### AIM OF THE EXERCISE
Please rewrite the listing below, changing "each instance" to "every instance" wherever it appears and leaving everything else unchanged.

### RECORDS TO USE
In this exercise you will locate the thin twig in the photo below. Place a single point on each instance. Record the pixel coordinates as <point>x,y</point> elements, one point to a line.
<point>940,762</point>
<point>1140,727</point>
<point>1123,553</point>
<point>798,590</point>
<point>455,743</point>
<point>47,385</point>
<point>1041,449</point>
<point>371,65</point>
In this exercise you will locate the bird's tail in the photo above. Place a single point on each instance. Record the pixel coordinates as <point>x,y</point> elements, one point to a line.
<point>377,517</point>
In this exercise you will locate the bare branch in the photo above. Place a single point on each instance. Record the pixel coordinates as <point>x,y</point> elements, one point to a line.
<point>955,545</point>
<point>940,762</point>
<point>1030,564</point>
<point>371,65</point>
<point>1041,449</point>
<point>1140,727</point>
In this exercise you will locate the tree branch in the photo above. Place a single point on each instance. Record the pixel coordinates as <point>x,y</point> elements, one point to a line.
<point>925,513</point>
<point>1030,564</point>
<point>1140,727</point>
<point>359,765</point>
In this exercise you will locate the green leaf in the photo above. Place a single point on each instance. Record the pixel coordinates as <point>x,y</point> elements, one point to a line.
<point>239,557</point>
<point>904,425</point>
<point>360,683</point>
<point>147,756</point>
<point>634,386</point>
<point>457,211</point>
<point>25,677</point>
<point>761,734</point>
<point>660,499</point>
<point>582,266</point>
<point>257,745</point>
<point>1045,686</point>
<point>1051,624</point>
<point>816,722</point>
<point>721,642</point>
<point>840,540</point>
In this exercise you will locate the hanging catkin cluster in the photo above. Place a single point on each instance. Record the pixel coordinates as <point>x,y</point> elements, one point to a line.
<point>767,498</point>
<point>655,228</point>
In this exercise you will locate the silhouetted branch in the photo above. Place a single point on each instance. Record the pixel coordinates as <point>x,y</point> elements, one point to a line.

### THE COMPLETED TASK
In this exercise you will locate the thin twig in the photo below. Place a single point on every instance. Record the pixel coordinates as <point>x,y</point> elements, one point to a line.
<point>940,762</point>
<point>1140,727</point>
<point>1123,553</point>
<point>798,590</point>
<point>455,743</point>
<point>47,385</point>
<point>1041,449</point>
<point>371,65</point>
In this exercise you will locate the bird's tail in the photo above. Place a single point on every instance. Record the pixel coordinates as <point>x,y</point> elements, one point to a line.
<point>377,517</point>
In this exercise you will locate the bare branch in the photo above. Place a single point on every instance. Record the pixel coordinates as <point>x,y</point> elements, one point to a line.
<point>955,545</point>
<point>940,762</point>
<point>1030,564</point>
<point>371,65</point>
<point>1041,449</point>
<point>1140,727</point>
In this exercise you will locate the tree branch in the photo above. Place a single point on every instance. Record the pixel coordinates as <point>x,y</point> elements, one point to a line.
<point>925,513</point>
<point>1030,564</point>
<point>1140,727</point>
<point>359,765</point>
In this exercise you will locate the green leaf in the photo above. Place a single point on every instance. Record the pixel coordinates as <point>x,y</point> elements, one point to a line.
<point>239,557</point>
<point>904,425</point>
<point>360,683</point>
<point>147,756</point>
<point>634,386</point>
<point>457,211</point>
<point>25,677</point>
<point>761,734</point>
<point>660,499</point>
<point>582,266</point>
<point>257,745</point>
<point>1045,686</point>
<point>1051,624</point>
<point>816,722</point>
<point>721,642</point>
<point>840,540</point>
In this exercise you will locate the hanging catkin cluster in the photo above. Place a single point on every instance. Record the pixel coordinates as <point>x,y</point> elements, one point to a line.
<point>767,498</point>
<point>655,228</point>
In this exercise you will locate the silhouetted branch in the photo above. Place a single point on every instance. Record the pixel coordinates as <point>x,y</point> elements, one point to a line.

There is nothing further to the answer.